[DATA FOR PROCESSING start]
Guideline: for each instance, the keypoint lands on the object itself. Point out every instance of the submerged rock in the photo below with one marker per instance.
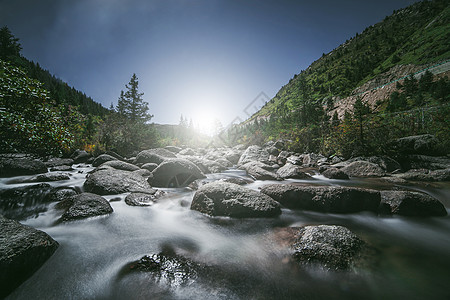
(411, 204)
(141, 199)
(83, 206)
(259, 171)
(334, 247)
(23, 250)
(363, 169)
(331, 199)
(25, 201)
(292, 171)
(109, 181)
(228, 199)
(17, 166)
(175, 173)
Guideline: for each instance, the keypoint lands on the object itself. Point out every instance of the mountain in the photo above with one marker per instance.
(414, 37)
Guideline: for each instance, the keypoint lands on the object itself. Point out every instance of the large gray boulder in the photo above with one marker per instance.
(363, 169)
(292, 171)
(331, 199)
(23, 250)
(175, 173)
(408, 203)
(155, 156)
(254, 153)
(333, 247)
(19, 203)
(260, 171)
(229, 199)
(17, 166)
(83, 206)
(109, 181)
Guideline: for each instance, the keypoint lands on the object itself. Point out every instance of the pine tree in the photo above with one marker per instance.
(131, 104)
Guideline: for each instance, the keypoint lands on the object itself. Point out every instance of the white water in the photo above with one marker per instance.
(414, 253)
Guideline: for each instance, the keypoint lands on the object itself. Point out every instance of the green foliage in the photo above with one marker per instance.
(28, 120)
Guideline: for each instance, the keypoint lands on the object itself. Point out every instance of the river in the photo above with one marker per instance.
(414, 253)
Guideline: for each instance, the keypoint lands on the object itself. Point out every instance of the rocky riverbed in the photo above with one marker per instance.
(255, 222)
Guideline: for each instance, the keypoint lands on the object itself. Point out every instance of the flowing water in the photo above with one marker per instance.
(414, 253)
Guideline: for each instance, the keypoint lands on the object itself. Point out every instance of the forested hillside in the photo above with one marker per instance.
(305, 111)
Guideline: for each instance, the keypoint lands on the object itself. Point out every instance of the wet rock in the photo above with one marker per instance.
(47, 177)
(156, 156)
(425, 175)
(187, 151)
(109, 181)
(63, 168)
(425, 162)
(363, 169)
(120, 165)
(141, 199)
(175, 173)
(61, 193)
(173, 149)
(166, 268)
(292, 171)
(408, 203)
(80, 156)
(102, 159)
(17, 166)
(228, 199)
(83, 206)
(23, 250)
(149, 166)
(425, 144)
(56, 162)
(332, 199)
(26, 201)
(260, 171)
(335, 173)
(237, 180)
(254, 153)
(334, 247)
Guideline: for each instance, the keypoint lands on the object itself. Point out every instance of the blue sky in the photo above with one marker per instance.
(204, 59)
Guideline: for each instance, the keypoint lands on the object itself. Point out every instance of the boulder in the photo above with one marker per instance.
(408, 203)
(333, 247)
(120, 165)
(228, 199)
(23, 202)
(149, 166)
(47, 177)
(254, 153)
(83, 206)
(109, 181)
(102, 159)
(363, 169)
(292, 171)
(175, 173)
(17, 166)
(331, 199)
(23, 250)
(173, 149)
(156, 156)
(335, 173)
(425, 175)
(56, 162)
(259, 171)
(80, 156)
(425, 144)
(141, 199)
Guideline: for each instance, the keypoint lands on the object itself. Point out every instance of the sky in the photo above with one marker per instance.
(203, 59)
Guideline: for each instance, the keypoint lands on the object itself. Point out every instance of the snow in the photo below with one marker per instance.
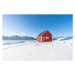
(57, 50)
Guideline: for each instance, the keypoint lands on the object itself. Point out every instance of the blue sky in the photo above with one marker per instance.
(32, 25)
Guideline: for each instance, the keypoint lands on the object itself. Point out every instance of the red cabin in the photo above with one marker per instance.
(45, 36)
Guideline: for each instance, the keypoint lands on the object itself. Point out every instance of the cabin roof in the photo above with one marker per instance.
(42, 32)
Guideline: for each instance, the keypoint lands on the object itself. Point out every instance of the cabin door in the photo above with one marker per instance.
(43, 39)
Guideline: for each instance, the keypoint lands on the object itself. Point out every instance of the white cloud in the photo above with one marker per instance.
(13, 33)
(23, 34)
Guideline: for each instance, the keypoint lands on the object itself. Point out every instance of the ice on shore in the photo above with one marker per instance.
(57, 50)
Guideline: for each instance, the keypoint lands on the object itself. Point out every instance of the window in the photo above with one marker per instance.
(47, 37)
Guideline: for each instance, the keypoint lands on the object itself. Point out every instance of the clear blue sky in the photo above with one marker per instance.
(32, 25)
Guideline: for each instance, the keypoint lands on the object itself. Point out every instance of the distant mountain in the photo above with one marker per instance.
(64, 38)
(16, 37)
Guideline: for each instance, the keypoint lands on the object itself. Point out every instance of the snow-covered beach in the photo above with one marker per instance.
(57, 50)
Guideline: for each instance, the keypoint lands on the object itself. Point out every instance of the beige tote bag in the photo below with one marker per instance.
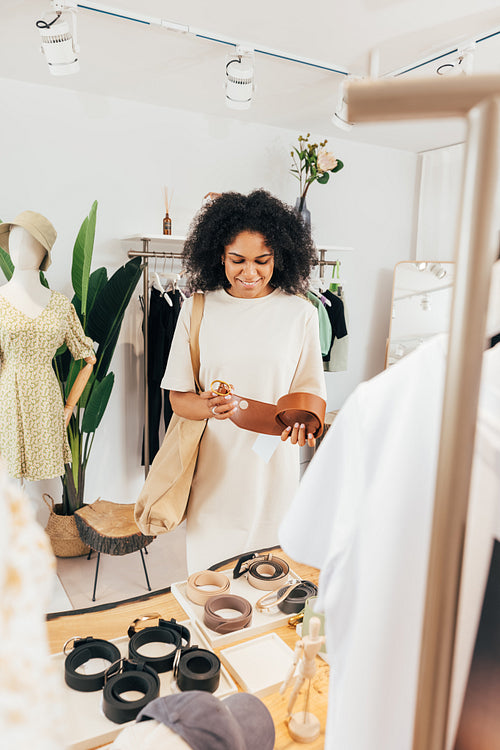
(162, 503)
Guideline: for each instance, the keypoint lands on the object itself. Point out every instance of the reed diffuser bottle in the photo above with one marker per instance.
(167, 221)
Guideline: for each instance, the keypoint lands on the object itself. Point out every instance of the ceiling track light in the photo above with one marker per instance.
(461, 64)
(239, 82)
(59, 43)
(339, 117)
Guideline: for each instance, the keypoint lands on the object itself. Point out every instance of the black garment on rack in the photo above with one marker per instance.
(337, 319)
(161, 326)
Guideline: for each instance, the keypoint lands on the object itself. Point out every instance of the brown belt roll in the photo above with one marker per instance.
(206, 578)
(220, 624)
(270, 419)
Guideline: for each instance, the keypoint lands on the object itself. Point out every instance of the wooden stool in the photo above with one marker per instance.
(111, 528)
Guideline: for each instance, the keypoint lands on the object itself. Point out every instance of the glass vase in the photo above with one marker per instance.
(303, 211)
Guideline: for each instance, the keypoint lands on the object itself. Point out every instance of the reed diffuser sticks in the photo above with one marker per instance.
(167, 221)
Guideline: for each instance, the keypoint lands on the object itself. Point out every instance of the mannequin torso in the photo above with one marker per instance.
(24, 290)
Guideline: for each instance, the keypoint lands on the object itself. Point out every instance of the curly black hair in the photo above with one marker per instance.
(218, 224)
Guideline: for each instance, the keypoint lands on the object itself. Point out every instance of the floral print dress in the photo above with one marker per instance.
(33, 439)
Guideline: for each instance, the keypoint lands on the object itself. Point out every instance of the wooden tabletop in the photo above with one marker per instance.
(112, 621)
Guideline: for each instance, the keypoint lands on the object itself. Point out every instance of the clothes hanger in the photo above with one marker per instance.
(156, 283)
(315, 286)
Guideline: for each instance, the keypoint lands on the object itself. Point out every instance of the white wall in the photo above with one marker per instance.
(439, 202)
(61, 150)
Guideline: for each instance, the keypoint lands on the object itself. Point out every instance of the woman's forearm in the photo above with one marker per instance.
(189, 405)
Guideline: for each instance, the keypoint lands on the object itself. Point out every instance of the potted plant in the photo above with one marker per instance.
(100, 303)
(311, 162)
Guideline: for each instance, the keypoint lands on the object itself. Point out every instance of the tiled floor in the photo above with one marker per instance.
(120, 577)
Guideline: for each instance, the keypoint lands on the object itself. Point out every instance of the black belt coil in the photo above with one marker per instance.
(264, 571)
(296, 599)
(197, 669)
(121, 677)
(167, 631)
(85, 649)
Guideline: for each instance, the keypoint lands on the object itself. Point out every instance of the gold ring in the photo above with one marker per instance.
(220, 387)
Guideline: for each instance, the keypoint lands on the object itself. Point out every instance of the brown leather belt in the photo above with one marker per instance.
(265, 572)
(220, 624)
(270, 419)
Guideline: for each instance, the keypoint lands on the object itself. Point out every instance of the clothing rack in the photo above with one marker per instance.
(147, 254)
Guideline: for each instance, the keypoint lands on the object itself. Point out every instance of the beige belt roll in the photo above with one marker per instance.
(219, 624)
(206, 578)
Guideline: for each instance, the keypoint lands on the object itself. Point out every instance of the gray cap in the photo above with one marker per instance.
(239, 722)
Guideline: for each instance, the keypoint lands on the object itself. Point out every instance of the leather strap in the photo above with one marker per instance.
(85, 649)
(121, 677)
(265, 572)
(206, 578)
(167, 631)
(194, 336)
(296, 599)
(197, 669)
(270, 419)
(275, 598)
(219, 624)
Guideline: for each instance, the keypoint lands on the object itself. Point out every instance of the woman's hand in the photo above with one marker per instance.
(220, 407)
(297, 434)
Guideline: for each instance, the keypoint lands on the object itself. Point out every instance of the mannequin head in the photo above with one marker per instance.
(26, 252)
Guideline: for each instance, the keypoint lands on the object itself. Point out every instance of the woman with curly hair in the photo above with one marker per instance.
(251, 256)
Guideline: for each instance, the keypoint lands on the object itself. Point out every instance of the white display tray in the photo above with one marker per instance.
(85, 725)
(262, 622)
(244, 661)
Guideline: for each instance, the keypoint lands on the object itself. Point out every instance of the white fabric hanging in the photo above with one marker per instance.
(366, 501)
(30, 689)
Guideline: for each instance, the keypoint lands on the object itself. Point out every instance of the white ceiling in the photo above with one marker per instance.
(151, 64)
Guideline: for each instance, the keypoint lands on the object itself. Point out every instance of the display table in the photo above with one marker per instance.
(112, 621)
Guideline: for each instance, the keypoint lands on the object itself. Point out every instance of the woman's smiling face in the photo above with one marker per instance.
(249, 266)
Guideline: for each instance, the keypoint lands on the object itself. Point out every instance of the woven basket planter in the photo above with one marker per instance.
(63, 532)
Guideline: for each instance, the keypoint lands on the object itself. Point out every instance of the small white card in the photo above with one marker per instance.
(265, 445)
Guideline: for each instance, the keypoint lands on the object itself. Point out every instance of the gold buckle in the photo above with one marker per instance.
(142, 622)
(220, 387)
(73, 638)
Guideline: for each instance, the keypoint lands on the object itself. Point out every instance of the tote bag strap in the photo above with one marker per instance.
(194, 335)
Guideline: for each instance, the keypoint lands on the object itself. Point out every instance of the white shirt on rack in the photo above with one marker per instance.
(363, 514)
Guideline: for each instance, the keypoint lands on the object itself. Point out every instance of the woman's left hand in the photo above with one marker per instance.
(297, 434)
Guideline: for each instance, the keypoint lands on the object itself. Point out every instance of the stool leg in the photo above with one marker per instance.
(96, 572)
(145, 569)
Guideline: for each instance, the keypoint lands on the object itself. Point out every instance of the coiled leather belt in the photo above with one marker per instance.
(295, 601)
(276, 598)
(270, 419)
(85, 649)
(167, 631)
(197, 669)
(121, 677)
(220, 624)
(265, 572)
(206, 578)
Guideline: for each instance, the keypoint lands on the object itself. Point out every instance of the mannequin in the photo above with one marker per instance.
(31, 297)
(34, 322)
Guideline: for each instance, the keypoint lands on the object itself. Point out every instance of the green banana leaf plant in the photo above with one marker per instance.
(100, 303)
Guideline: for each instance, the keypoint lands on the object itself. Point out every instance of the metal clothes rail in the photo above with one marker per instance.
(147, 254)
[DATA FOR PROCESSING end]
_WHAT YOU ARE ASKED TO DO_
Exactly and only the lines from the line containing "the woman's smiling" through the last line of the entries should be copied, both ends included.

_COMPLETED TASK_
Guideline: for each instance, the keypoint lands on the object itself. Point out every instance of the woman's smiling face in the photo above with one marker per instance.
(249, 266)
Guideline: for each instance, the keypoint lands on the object itself. Point out every instance of the woven basket planter in the photo above with one marker per instance.
(63, 532)
Guideline: for each instance, the keypoint lands on the object itself. Point out every instance of the small white card in the photo above with one marker per instance.
(265, 445)
Guideline: for each instance, the keypoint lands on the object itself. Point out every instance of the gold buckle in the photo above with one marker per instance.
(142, 622)
(220, 387)
(73, 638)
Guideline: for each instance, the keypoint lands on the object itself. Point out every instance of the tote bag strap in the photo above with one marker per instance.
(194, 335)
Guideline: for each instance, the keypoint lands on the object itself. Point out every instance of the white shirt on rack in the photo above with one marker per instance.
(363, 514)
Guideline: for each instance, the keypoint lands on the object itself. Point out every instance of the woman's left hand in the photo above with one marker per instance.
(297, 434)
Guideline: for each instance, the keypoint lands on the object itself. Point out every instance of the stool leg in the photo above with one marker per instance.
(96, 572)
(145, 569)
Guideline: for each instance, the keypoint lands on the object itself. Point out every instance of the coiled leather belt in the photo above with one marker per instance.
(295, 601)
(276, 598)
(270, 419)
(85, 649)
(167, 631)
(197, 669)
(121, 677)
(220, 624)
(265, 572)
(206, 578)
Guideline: for each instance, the keypoint lands on the object itself. Point out every instance of the mannequin in the photo above with one marker per instance.
(31, 297)
(34, 322)
Guideline: for each instance, the keypoint lands on the object itself. Point out every instance of the green banana leaf plant in the photo above with one marker per instance.
(100, 303)
Guideline: for each instance, the keypoint lands on the object itself. Point out every instance of the metal clothes rail in the photo above with one marker per instance.
(147, 254)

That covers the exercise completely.